*EXTRACTO DE LA PÁGINA*:
La Gaceta, 5/10/1986
ABC, 11/08/1991
EL viajero desciende desde Jerusalén por las colinas desérticas que bordean la depresión del Mar Muerto. El aire es puro y la luz esplende hasta enceguecer. Los colores y las formas se extinguen en la violenta resolana. Los coches que se aproximan por el camino son apenas formas blandas disolviéndose en un juego de reflejos. Es el desierto de Judea.
Toda la región que recorre el río Jordán era una zona de falla, una quebradura geológica. Todo eso tiene la aridez de un fondo de mar evaporado hace milenios. Un pozo de sal de eras perdidas. Se va descendiendo hacia la mayor hondonada del planeta: el Mar Muerto tiene su nivel a cuatrocientos metros por debajo del pelo de agua del vecino Mediterráneo.

*PROBLEMA PLANTEADO A*: Resuma en dos oraciones el texto sobre el Mar Muerto.
*PROBLEMA PLANTEADO B*: Indique si cada afirmación concuerda con el texto sobre el Mar Muerto, respondiendo sí o no y citando literalmente las palabras decisivas: (i) el viajero asciende hacia Jerusalén; (ii) el nivel del Mar Muerto se encuentra cuatrocientos metros por debajo del Mediterráneo; (iii) el aire de la región es puro.
*PROBLEMA PLANTEADO C*: Reproduzca la parte del texto sobre el Mar Muerto que se abre con las palabras que contienen "Toda la región" y se cierra con "del vecino Mediterráneo.", cambiando "hondonada" por "depresión".

*INFORMACIÓN EXTRAÍDA*:
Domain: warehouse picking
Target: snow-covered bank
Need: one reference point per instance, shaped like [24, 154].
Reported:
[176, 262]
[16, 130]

*RESPUESTA REDACTADA A*: Un viajero desciende desde Jerusalén por las colinas desérticas del desierto de Judea hacia la depresión del Mar Muerto, bajo una luz que esplende hasta enceguecer y hace que colores y formas se extingan. La región que recorre el río Jordán era una zona de falla con la aridez de un fondo de mar evaporado, y el Mar Muerto, la mayor hondonada del planeta, tiene su nivel a cuatrocientos metros por debajo del Mediterráneo.

*RESPUESTA REDACTADA B*:
(i) No: "desciende desde Jerusalén".
(ii) Sí: "el Mar Muerto tiene su nivel a cuatrocientos metros por debajo del pelo de agua del vecino Mediterráneo".
(iii) Sí: "El aire es puro".

*RESPUESTA REDACTADA C*:
Toda la región que recorre el río Jordán era una zona de falla, una quebradura geológica. Todo eso tiene la aridez de un fondo de mar evaporado hace milenios. Un pozo de sal de eras perdidas. Se va descendiendo hacia la mayor depresión del planeta: el Mar Muerto tiene su nivel a cuatrocientos metros por debajo del pelo de agua del vecino Mediterráneo.